Extracted entries

★ ★ ★ ★ ★

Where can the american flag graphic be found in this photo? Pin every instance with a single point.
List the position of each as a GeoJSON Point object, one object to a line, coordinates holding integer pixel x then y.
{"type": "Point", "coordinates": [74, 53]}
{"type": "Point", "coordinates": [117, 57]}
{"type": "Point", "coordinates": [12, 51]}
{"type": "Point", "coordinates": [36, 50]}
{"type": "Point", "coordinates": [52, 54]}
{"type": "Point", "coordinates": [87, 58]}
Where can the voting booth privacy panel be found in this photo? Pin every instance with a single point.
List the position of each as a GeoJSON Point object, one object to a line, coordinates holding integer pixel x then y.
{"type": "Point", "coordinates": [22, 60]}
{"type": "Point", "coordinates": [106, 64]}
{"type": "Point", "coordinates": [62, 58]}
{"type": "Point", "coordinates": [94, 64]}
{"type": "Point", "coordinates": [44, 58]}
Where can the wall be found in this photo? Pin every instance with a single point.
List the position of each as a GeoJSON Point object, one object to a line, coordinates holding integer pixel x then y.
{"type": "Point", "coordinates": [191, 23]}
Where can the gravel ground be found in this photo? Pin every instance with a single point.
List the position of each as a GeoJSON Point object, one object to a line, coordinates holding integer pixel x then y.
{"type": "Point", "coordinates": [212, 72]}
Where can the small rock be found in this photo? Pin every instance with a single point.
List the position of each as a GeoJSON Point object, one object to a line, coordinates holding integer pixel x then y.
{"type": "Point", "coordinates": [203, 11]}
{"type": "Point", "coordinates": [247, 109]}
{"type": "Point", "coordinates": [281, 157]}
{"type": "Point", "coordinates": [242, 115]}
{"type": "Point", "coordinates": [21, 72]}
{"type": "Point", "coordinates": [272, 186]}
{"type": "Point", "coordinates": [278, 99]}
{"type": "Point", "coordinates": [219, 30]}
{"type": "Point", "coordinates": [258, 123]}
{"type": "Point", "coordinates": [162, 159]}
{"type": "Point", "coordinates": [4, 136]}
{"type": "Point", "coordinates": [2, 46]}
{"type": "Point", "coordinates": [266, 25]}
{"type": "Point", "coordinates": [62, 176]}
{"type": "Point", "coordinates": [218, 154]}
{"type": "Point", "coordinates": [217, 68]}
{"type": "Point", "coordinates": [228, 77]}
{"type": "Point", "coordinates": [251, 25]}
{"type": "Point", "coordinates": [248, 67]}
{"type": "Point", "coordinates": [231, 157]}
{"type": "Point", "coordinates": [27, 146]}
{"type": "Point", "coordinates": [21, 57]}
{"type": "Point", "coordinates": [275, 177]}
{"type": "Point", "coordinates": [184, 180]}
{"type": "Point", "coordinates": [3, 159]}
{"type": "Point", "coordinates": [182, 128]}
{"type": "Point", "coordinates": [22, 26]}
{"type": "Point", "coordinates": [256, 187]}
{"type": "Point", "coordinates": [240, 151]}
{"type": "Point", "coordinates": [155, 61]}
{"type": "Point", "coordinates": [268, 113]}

★ ★ ★ ★ ★

Exercise details
Pull out each line of the data above that contains the word "with", and keep every line unchanged.

Task output
Where can the american flag graphic be found in this photo? Pin every instance with a single point.
Where can the voting booth privacy panel be found in this photo? Pin every instance with a single point.
Where can the wall be found in this photo? Pin every instance with a single point.
Where can the gravel ground be found in this photo? Pin every instance with a single point.
Where can the small rock be found in this photo? Pin every instance with a single point.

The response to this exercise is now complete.